"Best Damn Sports Hearing Period": Once again proving that America has its priorities in order, Roger Clemens was taken to a hearing on the Hill. Yeah, because what this country needs the most is some clarification on steroid use in professional sports. Most of the jokes were directed towards Clemens' frantic, nervous lip-licking, and rightfully so because -- let's face it -- the man is no LL Cool J. Jon's "... If he licks his lawyers' lips, bet the motherf*cking ranch" made me spill my drink everywhere, which doesn't really matter because I probably would have spilled it anyway when he later delivered that sleazy "Happy Valentine's Day". "Iraq?": Believe it or not, with all this baseball stuff going on, there is still a war in Iraq. Resident Expert John Hodgman took a break from extensive Obama-blogging to fulfill his Daily Show duty and share more world knowledge. This time, he shared "Five Habits of Highly Explosive People" to help potential terrorists fill out their Al-Qaeda applications. As always, Hodgman was absolutely hilarious and I've missed his absence.

• • • • • • •

In the recap above, what did John Hodgman share this time?

• • • • • • •

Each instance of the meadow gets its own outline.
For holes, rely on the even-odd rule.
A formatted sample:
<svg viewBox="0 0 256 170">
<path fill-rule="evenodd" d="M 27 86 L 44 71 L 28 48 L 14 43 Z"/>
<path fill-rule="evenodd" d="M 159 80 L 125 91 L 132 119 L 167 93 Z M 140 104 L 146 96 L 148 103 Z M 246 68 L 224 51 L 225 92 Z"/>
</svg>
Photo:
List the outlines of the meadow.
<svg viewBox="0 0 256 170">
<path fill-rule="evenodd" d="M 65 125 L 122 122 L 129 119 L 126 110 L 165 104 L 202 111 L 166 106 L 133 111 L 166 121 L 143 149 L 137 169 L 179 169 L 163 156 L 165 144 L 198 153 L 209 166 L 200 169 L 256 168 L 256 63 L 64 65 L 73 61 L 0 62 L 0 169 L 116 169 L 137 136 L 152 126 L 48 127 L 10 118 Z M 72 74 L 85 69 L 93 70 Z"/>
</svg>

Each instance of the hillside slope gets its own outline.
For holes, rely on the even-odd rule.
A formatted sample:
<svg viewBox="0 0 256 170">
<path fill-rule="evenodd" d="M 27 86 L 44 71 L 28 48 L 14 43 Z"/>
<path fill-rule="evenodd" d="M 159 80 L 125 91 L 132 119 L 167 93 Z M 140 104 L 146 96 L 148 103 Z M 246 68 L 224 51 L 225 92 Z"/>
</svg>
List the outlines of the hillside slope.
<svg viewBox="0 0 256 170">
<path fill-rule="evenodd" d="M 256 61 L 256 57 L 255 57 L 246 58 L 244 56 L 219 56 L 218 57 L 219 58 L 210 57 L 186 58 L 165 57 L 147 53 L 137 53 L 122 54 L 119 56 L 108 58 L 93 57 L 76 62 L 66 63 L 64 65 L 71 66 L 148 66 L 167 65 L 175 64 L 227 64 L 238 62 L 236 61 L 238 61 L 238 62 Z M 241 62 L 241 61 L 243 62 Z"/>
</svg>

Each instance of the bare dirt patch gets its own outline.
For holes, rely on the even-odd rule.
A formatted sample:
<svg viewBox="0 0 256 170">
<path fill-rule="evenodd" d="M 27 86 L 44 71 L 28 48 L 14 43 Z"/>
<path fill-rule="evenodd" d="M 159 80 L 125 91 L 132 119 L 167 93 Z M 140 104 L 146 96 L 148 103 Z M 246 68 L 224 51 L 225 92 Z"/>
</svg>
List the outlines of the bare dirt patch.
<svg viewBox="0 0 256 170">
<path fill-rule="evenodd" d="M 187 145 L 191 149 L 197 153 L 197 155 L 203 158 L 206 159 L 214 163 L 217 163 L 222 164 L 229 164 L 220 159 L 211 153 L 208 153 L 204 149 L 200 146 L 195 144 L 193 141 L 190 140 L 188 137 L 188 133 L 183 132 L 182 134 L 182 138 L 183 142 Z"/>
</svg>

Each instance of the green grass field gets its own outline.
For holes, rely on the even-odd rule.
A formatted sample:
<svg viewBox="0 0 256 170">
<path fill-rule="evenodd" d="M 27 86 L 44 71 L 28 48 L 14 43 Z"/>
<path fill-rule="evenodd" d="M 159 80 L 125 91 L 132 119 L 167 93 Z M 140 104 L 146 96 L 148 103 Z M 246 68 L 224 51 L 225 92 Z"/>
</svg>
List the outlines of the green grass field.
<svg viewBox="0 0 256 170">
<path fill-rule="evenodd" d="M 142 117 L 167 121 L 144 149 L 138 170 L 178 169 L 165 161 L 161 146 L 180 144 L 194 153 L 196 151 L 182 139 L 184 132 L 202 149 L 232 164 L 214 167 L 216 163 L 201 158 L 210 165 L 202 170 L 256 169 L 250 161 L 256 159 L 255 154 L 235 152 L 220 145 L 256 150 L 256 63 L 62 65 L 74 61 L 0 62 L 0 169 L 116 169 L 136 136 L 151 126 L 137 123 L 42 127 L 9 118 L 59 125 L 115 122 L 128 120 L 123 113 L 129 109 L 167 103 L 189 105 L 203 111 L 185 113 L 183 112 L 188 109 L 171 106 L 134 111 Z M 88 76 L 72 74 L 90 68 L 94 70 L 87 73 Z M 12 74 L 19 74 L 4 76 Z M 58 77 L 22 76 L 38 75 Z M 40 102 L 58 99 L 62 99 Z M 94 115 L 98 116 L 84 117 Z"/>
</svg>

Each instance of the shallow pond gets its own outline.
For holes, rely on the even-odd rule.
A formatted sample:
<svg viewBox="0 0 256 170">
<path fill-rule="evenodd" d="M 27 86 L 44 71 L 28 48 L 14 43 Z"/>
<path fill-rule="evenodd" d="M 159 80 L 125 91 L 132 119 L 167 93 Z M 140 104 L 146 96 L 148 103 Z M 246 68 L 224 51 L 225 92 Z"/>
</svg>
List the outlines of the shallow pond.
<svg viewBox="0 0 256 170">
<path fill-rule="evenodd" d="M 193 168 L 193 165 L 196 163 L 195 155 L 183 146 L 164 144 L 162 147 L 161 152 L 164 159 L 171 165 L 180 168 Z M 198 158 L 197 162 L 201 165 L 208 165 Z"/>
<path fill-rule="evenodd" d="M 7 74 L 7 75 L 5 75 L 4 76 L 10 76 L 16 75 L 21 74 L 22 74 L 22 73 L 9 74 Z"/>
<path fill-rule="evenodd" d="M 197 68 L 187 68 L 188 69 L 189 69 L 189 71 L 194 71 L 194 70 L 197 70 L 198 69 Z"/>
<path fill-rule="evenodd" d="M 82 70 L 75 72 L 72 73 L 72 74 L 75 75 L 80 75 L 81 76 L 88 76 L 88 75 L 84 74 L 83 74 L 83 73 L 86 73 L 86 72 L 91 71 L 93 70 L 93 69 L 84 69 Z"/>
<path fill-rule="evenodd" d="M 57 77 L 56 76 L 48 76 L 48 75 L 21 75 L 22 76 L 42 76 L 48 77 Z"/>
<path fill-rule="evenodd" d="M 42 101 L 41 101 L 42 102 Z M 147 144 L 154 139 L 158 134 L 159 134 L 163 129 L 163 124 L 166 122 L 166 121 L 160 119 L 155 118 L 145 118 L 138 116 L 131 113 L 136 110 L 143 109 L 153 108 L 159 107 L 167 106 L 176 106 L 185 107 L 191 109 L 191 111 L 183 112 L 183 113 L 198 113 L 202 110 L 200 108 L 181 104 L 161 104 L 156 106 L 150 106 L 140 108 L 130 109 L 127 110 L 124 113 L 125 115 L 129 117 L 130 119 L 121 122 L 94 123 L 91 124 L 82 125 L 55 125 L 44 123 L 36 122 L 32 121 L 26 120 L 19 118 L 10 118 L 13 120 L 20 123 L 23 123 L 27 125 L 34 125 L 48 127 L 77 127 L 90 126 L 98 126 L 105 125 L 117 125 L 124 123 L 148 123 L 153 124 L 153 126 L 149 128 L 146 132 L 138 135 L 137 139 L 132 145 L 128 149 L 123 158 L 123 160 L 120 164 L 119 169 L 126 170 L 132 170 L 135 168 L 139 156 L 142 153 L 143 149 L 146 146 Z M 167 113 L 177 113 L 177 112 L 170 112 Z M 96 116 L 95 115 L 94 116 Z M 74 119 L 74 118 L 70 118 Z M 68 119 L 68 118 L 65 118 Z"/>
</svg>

• • • • • • •

SOLUTION TO THIS PROBLEM: "Five Habits of Highly Explosive People"